» **Passage given**:
# problem with startup script for adsl, adsl works manually

## lukdk

hello,

I'm trying to figure out why my start-up script doesn't bring my adsl connection up.

localhost ~ # /etc/init.d/net.ppp0 start

 * Caching service dependencies ...                                       [ ok ]

 * Starting ppp0

 *   Bringing up ppp0

 *     adsl

 *       Starting ADSL for ppp0

TIMED OUT

/usr/sbin/pppoe-start: line 198:  5945 Terminated              $CONNECT <(echo "$CONFREAD") > /dev/null 2>&1                                              [ !! ]

localhost ~ # pppoe-start

. Connected!

localhost ~ # cat /etc/conf.d/net

config_eth0=( "192.168.0.1 netmask 255.255.255.0" )

config_ppp0=( "adsl" )

I also tried with adding the option dsl_user_eth0="user@ISP"

Any ideas where I should start looking?

----------

## danielLIU

try:

config_ppp0=( "ppp" ) 

here is my /etc/conf.d/net *Quote:*   

> 
> 
> config_eth1="172.16.20.19 netmask 255.255.255.0 broadcast 172.16.20.255"
> 
> config_ppp0="ppp"
> ...

 

----------

» **Set exercise A**: Decide whether each statement agrees with the thread, answering yes or no and quoting the words of the thread that settle it: (i) Running pppoe-start by hand produced a connection. (ii) The first poster's net file sets config_ppp0 to "ppp". (iii) The reply's net file gives eth1 an address with a broadcast setting.
» **Set exercise B**: Transcribe the section of the thread that begins at the words "localhost ~ # pppoe-start" and stops after "should start looking?".

» **Point placement records**:
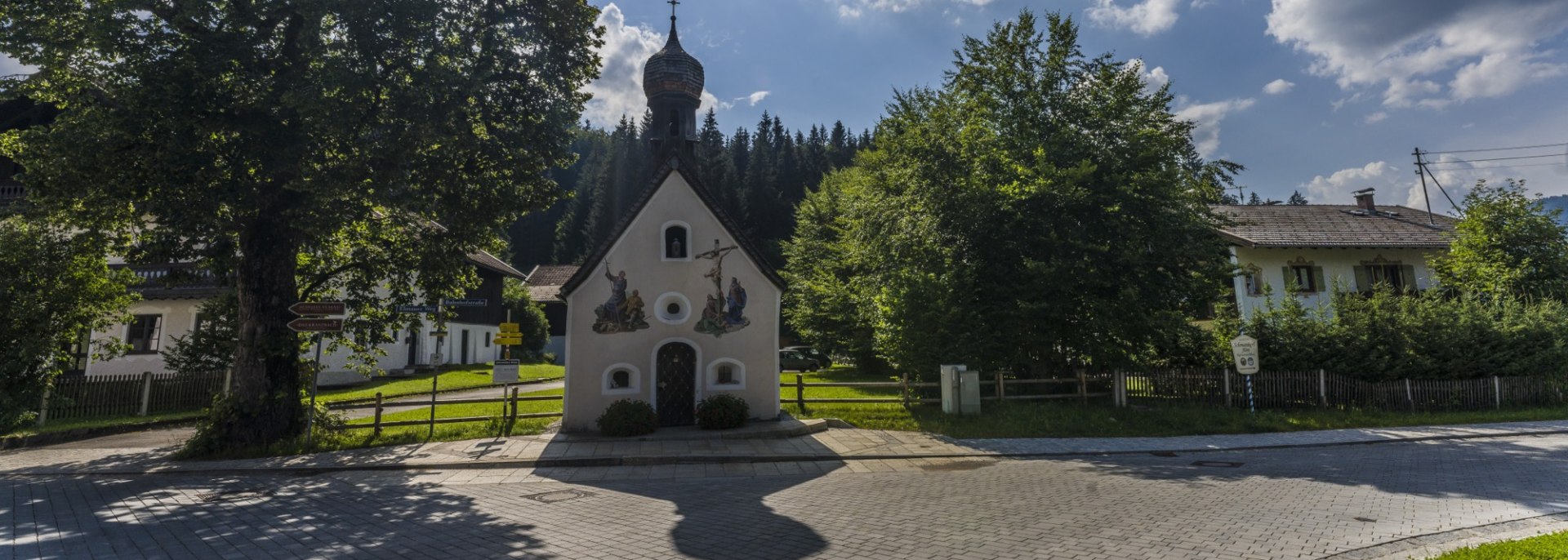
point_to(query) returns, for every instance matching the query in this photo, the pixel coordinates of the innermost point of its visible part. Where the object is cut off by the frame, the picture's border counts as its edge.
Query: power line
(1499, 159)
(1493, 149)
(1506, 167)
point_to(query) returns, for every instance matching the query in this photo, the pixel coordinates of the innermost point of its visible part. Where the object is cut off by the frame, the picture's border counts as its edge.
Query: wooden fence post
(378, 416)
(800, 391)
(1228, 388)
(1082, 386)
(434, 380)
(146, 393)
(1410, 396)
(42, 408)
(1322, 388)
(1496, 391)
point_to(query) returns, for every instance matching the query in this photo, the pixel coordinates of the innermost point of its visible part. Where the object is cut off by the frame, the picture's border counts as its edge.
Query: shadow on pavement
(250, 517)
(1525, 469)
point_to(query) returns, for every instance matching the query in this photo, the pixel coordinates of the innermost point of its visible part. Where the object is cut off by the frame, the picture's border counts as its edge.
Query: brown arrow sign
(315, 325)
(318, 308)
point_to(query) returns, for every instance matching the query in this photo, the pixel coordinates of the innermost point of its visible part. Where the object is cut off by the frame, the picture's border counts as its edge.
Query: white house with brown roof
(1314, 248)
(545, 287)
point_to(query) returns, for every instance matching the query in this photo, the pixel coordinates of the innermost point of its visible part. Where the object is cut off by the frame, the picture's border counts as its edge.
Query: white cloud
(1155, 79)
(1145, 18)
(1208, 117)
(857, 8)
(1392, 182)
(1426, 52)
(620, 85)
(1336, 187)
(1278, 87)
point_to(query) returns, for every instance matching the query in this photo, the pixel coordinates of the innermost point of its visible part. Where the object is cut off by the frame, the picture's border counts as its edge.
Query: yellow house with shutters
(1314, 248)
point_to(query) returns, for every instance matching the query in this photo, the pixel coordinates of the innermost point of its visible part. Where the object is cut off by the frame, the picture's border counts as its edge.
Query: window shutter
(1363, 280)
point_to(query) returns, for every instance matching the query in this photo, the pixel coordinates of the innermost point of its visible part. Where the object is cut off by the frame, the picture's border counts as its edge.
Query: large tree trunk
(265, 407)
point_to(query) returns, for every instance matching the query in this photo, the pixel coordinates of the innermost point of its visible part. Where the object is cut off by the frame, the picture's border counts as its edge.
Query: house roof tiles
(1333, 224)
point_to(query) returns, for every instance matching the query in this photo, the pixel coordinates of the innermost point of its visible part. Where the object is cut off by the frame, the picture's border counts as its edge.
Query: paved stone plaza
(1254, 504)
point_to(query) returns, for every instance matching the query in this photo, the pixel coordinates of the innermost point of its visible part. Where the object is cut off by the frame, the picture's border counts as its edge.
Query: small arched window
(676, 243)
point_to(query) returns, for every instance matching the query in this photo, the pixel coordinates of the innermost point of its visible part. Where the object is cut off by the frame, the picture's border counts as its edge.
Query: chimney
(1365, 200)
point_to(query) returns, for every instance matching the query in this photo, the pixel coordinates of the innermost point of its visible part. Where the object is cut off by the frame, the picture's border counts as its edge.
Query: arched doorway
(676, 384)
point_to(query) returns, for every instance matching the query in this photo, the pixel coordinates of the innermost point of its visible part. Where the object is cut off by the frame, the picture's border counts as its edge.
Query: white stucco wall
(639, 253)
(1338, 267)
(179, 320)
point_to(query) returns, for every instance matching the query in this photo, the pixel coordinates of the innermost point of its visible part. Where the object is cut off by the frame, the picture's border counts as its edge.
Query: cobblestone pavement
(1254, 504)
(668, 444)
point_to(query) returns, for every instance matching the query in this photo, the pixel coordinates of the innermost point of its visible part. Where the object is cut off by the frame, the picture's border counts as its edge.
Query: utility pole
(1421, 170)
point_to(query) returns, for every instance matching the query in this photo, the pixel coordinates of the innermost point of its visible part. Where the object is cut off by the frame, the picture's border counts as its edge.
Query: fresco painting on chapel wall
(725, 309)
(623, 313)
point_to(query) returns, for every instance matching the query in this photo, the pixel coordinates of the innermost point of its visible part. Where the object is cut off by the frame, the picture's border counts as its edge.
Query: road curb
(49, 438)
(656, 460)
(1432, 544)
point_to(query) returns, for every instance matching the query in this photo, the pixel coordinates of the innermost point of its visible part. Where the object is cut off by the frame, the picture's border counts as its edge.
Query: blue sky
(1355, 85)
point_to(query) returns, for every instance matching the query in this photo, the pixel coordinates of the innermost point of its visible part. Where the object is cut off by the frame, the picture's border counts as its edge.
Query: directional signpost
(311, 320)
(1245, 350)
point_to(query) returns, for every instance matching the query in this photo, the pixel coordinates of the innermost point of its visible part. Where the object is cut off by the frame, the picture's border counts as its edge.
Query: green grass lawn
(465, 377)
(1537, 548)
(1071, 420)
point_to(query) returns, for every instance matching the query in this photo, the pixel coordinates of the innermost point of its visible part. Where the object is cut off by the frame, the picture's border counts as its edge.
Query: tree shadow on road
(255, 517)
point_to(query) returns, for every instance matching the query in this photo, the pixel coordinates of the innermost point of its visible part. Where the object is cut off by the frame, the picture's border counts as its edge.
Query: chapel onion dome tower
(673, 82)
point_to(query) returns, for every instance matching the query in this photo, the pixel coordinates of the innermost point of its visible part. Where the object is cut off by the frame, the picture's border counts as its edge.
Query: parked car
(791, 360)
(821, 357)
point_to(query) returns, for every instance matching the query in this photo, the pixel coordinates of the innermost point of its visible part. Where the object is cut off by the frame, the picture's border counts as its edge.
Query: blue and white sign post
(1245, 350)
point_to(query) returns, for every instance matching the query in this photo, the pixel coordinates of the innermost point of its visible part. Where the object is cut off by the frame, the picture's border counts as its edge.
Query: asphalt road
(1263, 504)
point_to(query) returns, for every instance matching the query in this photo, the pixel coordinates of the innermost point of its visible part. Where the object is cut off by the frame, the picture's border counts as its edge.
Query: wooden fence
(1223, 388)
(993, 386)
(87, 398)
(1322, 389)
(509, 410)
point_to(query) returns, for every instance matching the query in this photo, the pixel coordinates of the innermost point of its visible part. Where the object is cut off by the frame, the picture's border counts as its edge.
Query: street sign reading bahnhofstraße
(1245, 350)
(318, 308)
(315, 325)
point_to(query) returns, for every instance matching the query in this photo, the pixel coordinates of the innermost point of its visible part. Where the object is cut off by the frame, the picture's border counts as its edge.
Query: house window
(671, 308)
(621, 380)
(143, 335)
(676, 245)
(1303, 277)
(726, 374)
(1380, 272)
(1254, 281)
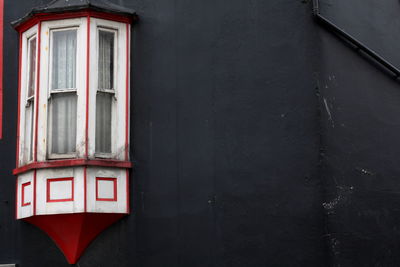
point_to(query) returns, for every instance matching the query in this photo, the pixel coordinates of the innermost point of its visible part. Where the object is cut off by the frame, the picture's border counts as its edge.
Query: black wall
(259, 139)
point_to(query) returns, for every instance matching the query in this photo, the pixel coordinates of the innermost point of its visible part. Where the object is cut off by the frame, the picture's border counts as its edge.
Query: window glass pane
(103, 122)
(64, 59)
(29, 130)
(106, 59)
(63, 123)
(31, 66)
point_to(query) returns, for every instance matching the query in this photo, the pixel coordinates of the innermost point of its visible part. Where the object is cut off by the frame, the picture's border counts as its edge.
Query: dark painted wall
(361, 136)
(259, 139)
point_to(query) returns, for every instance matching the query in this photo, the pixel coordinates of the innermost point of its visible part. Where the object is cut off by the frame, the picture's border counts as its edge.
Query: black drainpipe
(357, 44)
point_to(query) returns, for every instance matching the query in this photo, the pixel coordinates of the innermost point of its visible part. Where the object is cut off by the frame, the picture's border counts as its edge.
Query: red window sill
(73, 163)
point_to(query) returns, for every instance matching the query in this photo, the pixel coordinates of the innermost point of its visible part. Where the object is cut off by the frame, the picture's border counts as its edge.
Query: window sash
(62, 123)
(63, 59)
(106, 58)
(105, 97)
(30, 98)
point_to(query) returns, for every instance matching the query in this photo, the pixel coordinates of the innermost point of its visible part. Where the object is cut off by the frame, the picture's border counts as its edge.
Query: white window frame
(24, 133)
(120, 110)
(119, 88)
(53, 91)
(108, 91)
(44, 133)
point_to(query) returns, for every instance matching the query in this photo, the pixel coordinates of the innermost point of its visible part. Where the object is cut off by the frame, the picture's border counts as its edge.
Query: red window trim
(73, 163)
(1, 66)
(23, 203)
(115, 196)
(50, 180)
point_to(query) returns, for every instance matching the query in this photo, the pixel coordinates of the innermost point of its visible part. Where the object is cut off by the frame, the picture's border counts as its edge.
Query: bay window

» **Written reply A**:
(i) Yes: ". Connected!"
(ii) No: "config_ppp0=( "adsl" )"
(iii) Yes: "config_eth1="172.16.20.19 netmask 255.255.255.0 broadcast 172.16.20.255""

» **Written reply B**:
localhost ~ # pppoe-start

. Connected!

localhost ~ # cat /etc/conf.d/net

config_eth0=( "192.168.0.1 netmask 255.255.255.0" )

config_ppp0=( "adsl" )

I also tried with adding the option dsl_user_eth0="user@ISP"

Any ideas where I should start looking?